### Required work
Only lines containing the word "query" are needed; pull them out of the material.
*** Opening of Data shown ***
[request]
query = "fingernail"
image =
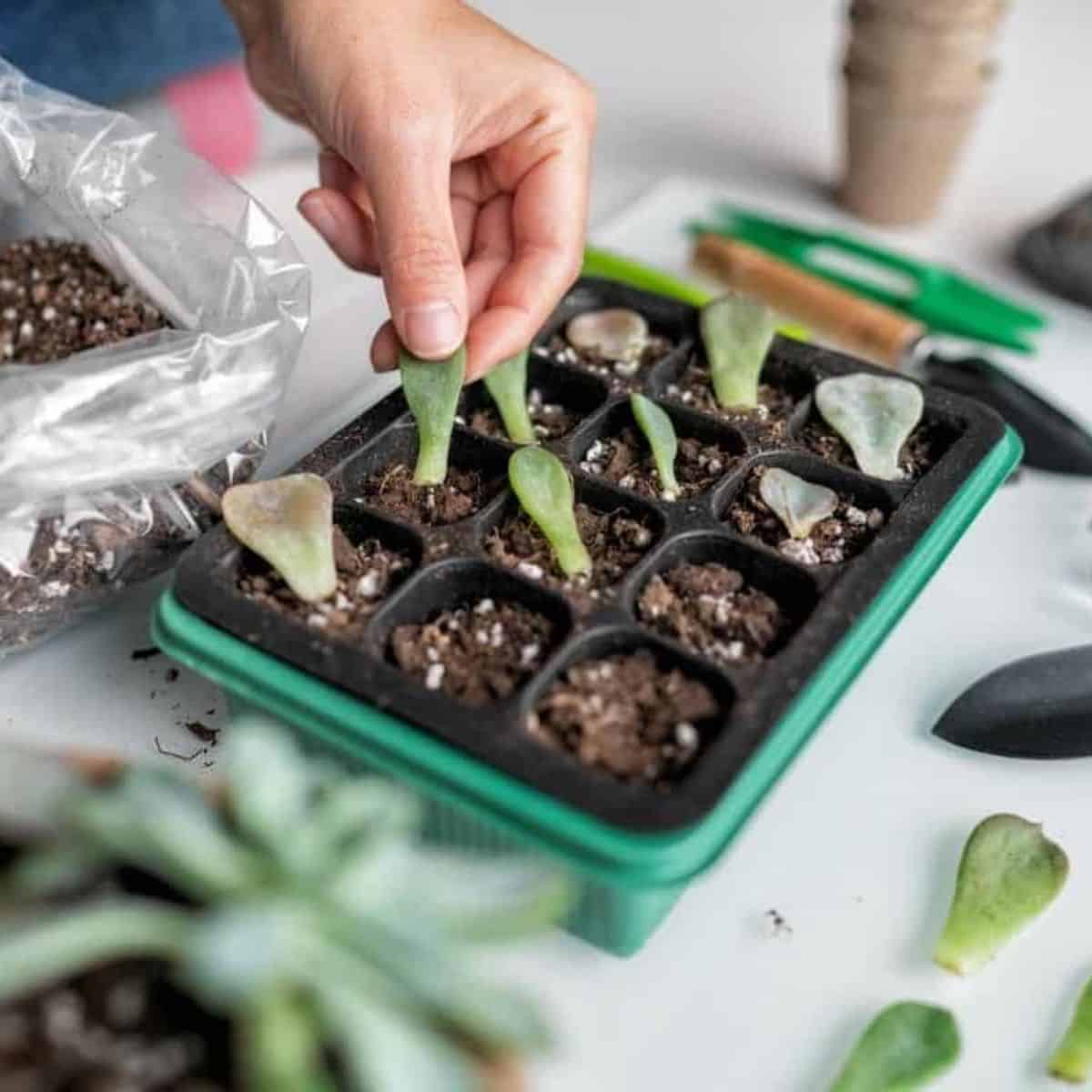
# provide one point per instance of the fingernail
(431, 330)
(315, 210)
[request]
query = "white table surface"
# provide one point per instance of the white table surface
(857, 844)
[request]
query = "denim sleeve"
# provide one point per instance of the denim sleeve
(108, 50)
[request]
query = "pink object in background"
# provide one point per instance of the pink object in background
(217, 116)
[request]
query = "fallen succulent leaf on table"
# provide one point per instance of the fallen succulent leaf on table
(906, 1046)
(1009, 874)
(289, 522)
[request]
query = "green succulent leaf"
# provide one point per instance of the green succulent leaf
(544, 489)
(1008, 875)
(431, 389)
(875, 415)
(289, 522)
(800, 505)
(96, 933)
(660, 431)
(905, 1047)
(508, 387)
(1073, 1060)
(736, 332)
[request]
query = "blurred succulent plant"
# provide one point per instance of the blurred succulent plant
(906, 1046)
(544, 489)
(660, 431)
(310, 920)
(800, 505)
(431, 391)
(736, 332)
(508, 388)
(1009, 874)
(288, 522)
(875, 415)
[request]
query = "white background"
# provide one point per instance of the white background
(857, 844)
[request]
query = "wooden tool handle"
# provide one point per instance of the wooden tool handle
(876, 332)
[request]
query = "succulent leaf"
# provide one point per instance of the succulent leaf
(875, 415)
(544, 489)
(431, 390)
(1009, 873)
(736, 332)
(906, 1046)
(800, 505)
(615, 333)
(660, 431)
(508, 387)
(1073, 1060)
(289, 522)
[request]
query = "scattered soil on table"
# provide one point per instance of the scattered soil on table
*** Close of Data shown ***
### Expected answer
query = "fingernail"
query = "white table surface"
query = "denim sleeve"
query = "pink object in background"
query = "fallen succulent leaf on table"
query = "green succulent leaf"
query = "blurred succulent plant"
query = "white background"
query = "wooden tool handle"
query = "succulent leaf"
query = "scattered soil on table"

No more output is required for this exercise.